**Instructions:**
[A] According to the copyright article, how many MEPs abstained in the vote on the new Copyright Directive?
[B] Please continue the copyright article after its last sentence.

**Given text:**
The European Parliament has formally approved controversial new EU copyright laws.27 Mar 2019

MEPs voted 348 to 247 in favour of the new Copyright Directive, with 36 MEPs abstaining.

The new legislation will only become EU law if representatives of national governments from across the EU also endorse the reforms in a vote at the Council of Ministers. That vote is anticipated in the coming weeks. Each EU country would have two years from the point the new legislation is set in EU law to implement the measures into national law.

Frankfurt-based copyright law expert Nils Rauer of Pinsent Masons, the law firm behind Out-Law.com, said: "When the European Commission published its proposals for a new Copyright Directive in 2016 it triggered significant debate over how the EU's copyright framework should be modernised to match the needs of the modern digital world. This is no easy task, particular given the need to balance, as far is possible, the interests of the diverse group of stakeholders who will be impacted, including, authors, journalists, photographers, publishers, internet service providers, technology companies and broadcasters, as well as internet users themselves. This text is the European Parliament's attempt to strike that balance."

**Data:**

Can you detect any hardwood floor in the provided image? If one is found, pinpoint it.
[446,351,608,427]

**Per-task outputs:**
[A] 36 MEPs abstained.

[B]
Rauer said that one of the most controversial elements of the proposed reforms has been the 'Article 13' provisions which concern the extension of liabilities of online platforms.

Under Article 13, content creators would gain greater control over where their copyrighted material appears online and online platforms would be forced to intervene to tackle unauthorised use of the material by users.

Campaigners against the Article 13 plans previously warned that the proposals would result in the automated filtering of copyrighted content online, with the risk that some content permitted under copyright rules – such as that used in works of parody or under 'fair use' exemptions – are removed from platforms, including memes and remixes.

However, the provisions were subsequently amended and supporters of the reforms have said the changes ensure newly emerging platforms are not exposed to the same burdens as more established platforms, and that there are other safeguards on freedom of expression.

"Up until now the person who uploaded the content was primarily responsible and liable for that material," Rauer said. "Under the adopted text, certain platforms will now be under the obligation to screen and possibly filter content in the course of the uploading process. The measure is one of the ways the European legislators wish to close the so-called 'value gap', which lobbyists have argued exists since rights holders do not share in the revenues platforms generate from uploaded content."

"This is quite a paradigm shift in policy given that information society service providers have enjoyed the safe harbour protections under the EU's E-Commerce Directive which the Article 13 reforms carve into," he said.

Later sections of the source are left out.